### PROVIDED PASSAGE
# X not Load!



## mbzadegan (Jun 13, 2017)

Hi everybody,
I have installed The latest release of FreeBSD and then install x11/xorg and x11/xfce.
Now, when I run `startx`, my X did not loaded!
My Xorg Log file is:
https://ufile.io/j22qf


----------



## SirDice (Jun 13, 2017)

What hardware does the machine have? Specifically the graphics card.


----------



## mbzadegan (Jun 13, 2017)

Graphic Card: ATI Radeon HD 5570
CPU: Intel Core i3
RAM: 4.00 GB


----------



## SirDice (Jun 13, 2017)

Your card should work: https://wiki.freebsd.org/Graphics#AMD_.2F_Radeon_Graphics

Did you follow 5.4. Xorg Configuration?


----------



## tingo (Jun 14, 2017)

FWIW, XFce has its own start command; startxfce4. I've always used that.


----------



## phoenix (Jun 14, 2017)

According to the log, you are trying to use the wrong driver (ati) and it's falling back to the default (vesa) driver.  It's selecting a resolution of 1024x768, and X is loading correctly.  Then you close out of X, and it closes the log file successfully.

Go to the page SirDice linked, and read through the section for *Kernel Driver*.  You need to load the KMS driver first.  Then edit your xorg.conf to use the radeon driver (or just delete that file completely and let the system auto-detect everything).

Then, hopefully, everything should work for you.


----------

### ITEMS
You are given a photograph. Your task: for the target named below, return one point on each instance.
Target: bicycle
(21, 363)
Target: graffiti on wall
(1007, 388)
...
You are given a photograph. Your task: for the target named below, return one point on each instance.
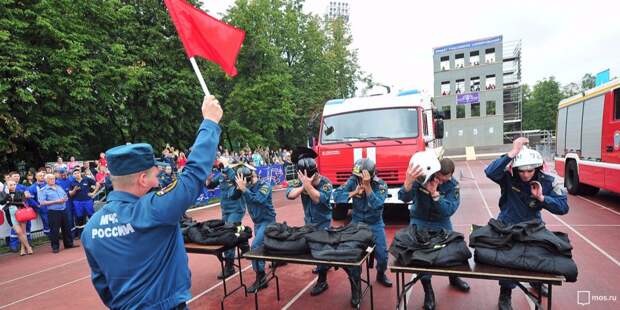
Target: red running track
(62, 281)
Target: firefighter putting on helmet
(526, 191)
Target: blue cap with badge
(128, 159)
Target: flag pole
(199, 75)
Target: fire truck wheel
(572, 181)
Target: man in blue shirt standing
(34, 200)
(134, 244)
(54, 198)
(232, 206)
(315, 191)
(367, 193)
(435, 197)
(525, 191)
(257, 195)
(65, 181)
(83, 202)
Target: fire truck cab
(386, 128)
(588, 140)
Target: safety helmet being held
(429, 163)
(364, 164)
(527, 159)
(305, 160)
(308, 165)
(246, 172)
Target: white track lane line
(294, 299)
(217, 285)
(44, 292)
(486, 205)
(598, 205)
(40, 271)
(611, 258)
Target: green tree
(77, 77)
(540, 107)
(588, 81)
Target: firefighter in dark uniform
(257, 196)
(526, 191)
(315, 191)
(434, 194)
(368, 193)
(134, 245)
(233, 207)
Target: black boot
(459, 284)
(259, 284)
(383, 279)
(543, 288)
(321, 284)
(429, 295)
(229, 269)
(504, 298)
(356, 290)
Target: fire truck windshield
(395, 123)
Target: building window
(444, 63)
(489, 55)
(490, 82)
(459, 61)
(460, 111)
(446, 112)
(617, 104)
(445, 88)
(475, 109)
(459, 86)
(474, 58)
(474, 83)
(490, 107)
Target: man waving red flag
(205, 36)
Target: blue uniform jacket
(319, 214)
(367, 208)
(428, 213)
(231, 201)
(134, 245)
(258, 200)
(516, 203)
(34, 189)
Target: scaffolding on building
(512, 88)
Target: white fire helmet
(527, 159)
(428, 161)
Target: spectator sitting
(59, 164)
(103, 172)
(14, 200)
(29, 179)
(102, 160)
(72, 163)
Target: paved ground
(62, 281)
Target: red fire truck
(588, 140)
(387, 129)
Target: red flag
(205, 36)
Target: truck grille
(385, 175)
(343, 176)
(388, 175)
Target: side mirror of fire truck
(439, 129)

### EXERCISES
**A)** Decide whether each statement agrees with the FreeBSD forum thread. Answer yes or no, and quote the words from the thread that settle it. (i) The machine's graphics card is an ATI Radeon HD 5570. (ii) The log shows X running on the radeon driver. (iii) One reply names a separate start command for XFce.
**B)** Gather every line of the listing that contains the string "truck".
The forum thread and the listing have nothing to do with each other.

### RESULTS BY TASK
**A)**
(i) Yes: "Graphic Card: ATI Radeon HD 5570"
(ii) No: "you are trying to use the wrong driver (ati) and it's falling back to the default (vesa) driver."
(iii) Yes: "XFce has its own start command; startxfce4."

**B)**
Target: fire truck wheel
Target: fire truck cab
Target: fire truck windshield
Target: red fire truck
Target: truck grille
Target: side mirror of fire truck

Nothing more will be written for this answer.